-- What is asked --
**A)** Answer these questions from the forum thread on tires:
(i) What does the name MT/R stand for?
(ii) How many walls thick are the sidewalls of the MT/R tires?
(iii) What tires does the author of the first post run?
**B)** Reproduce the part of the forum thread on tires between "Holy **** and" and "have any problems.", inclusive.

-- Text block --
Holy **** and Thanks for sharing. From that link posted, this is the best:
"I have a feeling that Al Gore would get his ass
kicked around here".

Oh I almost forgot, I run BFG MT's and don't have any problems.


----------



## stotts1 (Jan 4, 2010)

yikes, that window pic is freaky


----------



## truckboy (Jul 8, 2010)

With no lift, I would go with a 31" tire. Unless you are going to be playing in the mud (so bad for your jeep unless you are diligent about cleaning the engine compartment often) or on jagged rocks, I would stick with an AT tire over an MT tire. AT tires are going to wear better and last longer...they will also produce less road noise and will cost you less to purchase.

An all around great AT tire is BF Goodrich AT. It is a fairly hard rubber, so you should get some great millage out of it, but the tread is aggressive enough that it looks nice and will perform well in most low level offroad scenarios.

If you have your mind set on a MT tire because they look cooler, then I would stay away from BR Goodrich. Their MT tire is very soft and you are not going to get very many miles out of them before they are balder than a new born baby. I've never been a fan of MT tires, so I can't tell you what a good brand is.

If you want a great all around tire that will get you decent millage, look aggressive and cool as hell, and is generally accepted as one of the best all around offroad tires on the market, then you should consider Goodyear MT/Rs.

Don't let the MT part fool you...this is NOT a mud tire. MT/R stands for "More Traction/Reinforced." This is a very high quality tire that has the right chemistry to last long on the pavement (keep them rotated ever 3000 miles and aired to proper pressure and you should get 25-30K out of them). The reinforced bit has to do with the sidewalls. Most AT/MT tires are going to have sidewalls that are 3-5 walls thick. The MT/Rs have sidewalls that are 6-8 walls thick, depending on which load rating you buy. If you live in an area that has lots of rocks and you offroad, these tires are very sticky on the rocks and will give you great traction.

As for the bigger "badder" looking tires - a general rule of thumb - The more aggressive the tread, the less life you will get out of them (think in terms of less than 12,000 miles/one year for some tires). The heavier and bigger the tire, the worse you gas millage gets (not to mention the potential to break an axle shaft/u-joint out on the trail).

My best advice - If you have the $$ to burn on Goodyear MT/R...do it.

If you are on a tighter budget, get a BF Goodrich AT.

If you need something even cheaper, check out Big O tires.

Any way you play it, go for 30-31" tires.


----------



## theplowmeister (Nov 14, 2006)

truckboy;1050957 said:


> With no lift, I would go with a 31" tire. Unless you are going to be playing in the mud (so bad for your jeep unless you are diligent about cleaning the engine compartment often) or on jagged rocks, I would stick with an AT tire over an MT tire. AT tires are going to wear better and last longer...they will also produce less road noise and will cost you less to purchase.

[Region labeling records]
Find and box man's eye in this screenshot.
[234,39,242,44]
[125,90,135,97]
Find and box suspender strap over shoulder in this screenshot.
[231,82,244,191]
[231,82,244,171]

-- Completed exercise --
**A)**
(i) "More Traction/Reinforced."
(ii) 6-8 walls thick, depending on which load rating you buy.
(iii) BFG MT's.

**B)**
Holy **** and Thanks for sharing. From that link posted, this is the best:
"I have a feeling that Al Gore would get his ass
kicked around here".

Oh I almost forgot, I run BFG MT's and don't have any problems.